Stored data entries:
'''
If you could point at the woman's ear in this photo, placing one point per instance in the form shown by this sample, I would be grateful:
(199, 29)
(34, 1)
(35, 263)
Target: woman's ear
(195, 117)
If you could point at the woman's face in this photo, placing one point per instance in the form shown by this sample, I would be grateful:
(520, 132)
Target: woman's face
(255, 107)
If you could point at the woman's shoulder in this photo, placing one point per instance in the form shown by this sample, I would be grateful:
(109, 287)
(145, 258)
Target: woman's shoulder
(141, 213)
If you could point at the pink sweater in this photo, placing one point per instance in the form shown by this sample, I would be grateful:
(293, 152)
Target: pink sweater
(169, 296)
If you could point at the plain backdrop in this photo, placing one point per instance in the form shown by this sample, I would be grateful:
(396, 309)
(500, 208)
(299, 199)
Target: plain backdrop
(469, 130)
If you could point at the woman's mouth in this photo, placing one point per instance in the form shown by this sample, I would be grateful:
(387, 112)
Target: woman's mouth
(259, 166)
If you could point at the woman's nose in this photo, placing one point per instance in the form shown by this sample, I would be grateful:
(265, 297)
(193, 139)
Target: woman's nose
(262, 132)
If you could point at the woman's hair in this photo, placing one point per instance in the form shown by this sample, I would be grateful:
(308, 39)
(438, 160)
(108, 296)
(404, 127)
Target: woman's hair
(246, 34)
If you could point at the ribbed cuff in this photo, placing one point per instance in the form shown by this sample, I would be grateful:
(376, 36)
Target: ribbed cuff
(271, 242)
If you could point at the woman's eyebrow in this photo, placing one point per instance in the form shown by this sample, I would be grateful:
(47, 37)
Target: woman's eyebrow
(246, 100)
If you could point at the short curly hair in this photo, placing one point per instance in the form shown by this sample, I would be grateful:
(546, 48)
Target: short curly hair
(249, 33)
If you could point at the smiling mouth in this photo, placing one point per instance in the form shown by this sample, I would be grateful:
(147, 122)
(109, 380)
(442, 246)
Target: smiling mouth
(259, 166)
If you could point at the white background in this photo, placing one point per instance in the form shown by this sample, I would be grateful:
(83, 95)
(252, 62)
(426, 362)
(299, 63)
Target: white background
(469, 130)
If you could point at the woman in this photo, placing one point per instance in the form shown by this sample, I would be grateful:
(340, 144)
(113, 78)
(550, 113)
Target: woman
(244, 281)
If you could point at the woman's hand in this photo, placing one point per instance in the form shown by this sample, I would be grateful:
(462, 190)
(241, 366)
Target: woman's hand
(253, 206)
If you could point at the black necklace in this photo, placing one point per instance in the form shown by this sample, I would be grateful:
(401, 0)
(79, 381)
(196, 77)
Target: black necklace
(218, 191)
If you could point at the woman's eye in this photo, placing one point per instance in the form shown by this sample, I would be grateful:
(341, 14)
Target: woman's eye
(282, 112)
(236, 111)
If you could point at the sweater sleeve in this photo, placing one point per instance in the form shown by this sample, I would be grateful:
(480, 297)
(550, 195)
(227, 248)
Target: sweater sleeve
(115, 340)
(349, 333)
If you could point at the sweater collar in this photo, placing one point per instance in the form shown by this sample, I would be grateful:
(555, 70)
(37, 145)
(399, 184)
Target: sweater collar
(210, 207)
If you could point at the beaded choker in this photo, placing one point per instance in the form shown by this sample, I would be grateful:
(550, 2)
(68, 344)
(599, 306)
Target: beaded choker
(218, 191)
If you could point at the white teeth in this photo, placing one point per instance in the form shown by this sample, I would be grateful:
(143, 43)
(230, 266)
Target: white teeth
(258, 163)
'''
=== Aim of the task ===
Copy every record above out again, word for word.

=== Solution to this problem ===
If you could point at the woman's ear in this photo, placing one point per instance in the form shown by this sample, I would be grateful:
(199, 29)
(34, 1)
(35, 263)
Target: woman's ear
(195, 117)
If you could point at the woman's face in this photo, placing one point per instance in the form shown by this sample, I would be grateful:
(520, 132)
Target: woman's face
(255, 107)
If you could point at the woman's shoulder in this photo, placing one point per instance in the form shown by this sample, I would be grateful:
(109, 287)
(145, 258)
Target: woman's shoulder
(141, 213)
If you could point at the pink sweater in this photo, placing one point per instance in the form shown by this sample, I would be grateful:
(293, 152)
Target: pink sweater
(169, 296)
If you could point at the plain backdrop in this photo, placing one point per instance in the form shown by this sample, I would be grateful:
(396, 309)
(500, 208)
(299, 199)
Target: plain backdrop
(469, 130)
If you could point at the woman's mouth in this photo, placing one point per instance in the form shown by this sample, I would be grateful:
(387, 112)
Target: woman's mouth
(259, 166)
If you could point at the woman's nose in this photo, placing one point per instance in the form shown by this sample, I would be grateful:
(265, 297)
(193, 139)
Target: woman's nose
(262, 132)
If you could point at the woman's hair in this photo, placing one point per instance in the form shown by this sample, I would be grateful:
(308, 39)
(438, 160)
(108, 296)
(404, 127)
Target: woman's hair
(246, 34)
If you could point at the ribbed cuff in this photo, placing one point per instance in the form shown by this sample, I would be grateful:
(376, 36)
Target: ribbed cuff
(271, 242)
If you could point at the woman's eyebrow in this photo, placing one point per instance in the form shown by this sample, I would be grateful:
(47, 37)
Target: woman's eyebrow
(246, 100)
If you could point at the short curly hair in this photo, placing one point per instance in the form shown by this sample, I would be grateful:
(546, 48)
Target: short curly hair
(249, 33)
If you could point at the smiling mouth in this photo, placing one point per instance in the form shown by this sample, I would be grateful:
(147, 122)
(109, 380)
(442, 246)
Target: smiling mouth
(259, 166)
If you could point at the white background in this photo, placing one point per instance in the form shown by this sample, I would be grateful:
(83, 95)
(252, 62)
(426, 362)
(299, 63)
Target: white background
(469, 130)
If you could point at the woman in this photo, placing one point per instance in the form shown by this sample, I would be grateful:
(340, 144)
(113, 78)
(550, 113)
Target: woman
(244, 281)
If you could point at the woman's hand in this photo, placing one point per instance in the form shown by this sample, I would be grateful:
(462, 190)
(241, 366)
Target: woman's hand
(253, 206)
If you could point at the black necklace in this photo, placing one point per instance in the form shown by this sample, I would be grateful:
(401, 0)
(79, 381)
(196, 77)
Target: black necklace
(218, 191)
If you could point at the woman's eye in this photo, placing one point per instance in the form shown by this sample, I would be grateful:
(341, 14)
Target: woman's eye
(282, 112)
(236, 111)
If you could point at the sweater sleeve in this photo, placing one point per instance in the form shown by this sample, I would be grateful:
(480, 297)
(550, 195)
(227, 248)
Target: sweater sleeve
(115, 340)
(349, 333)
If you could point at the sweater collar in this photo, placing one point per instance in the form shown by this sample, I would be grateful:
(555, 70)
(37, 145)
(399, 184)
Target: sweater collar
(210, 207)
If you could point at the beaded choker in this photo, placing one point per instance in the form shown by this sample, I would be grateful:
(550, 2)
(68, 344)
(599, 306)
Target: beaded choker
(218, 191)
If you could point at the white teeth in this photo, placing one point per instance in the form shown by this sample, I would be grateful:
(143, 43)
(230, 266)
Target: white teeth
(258, 163)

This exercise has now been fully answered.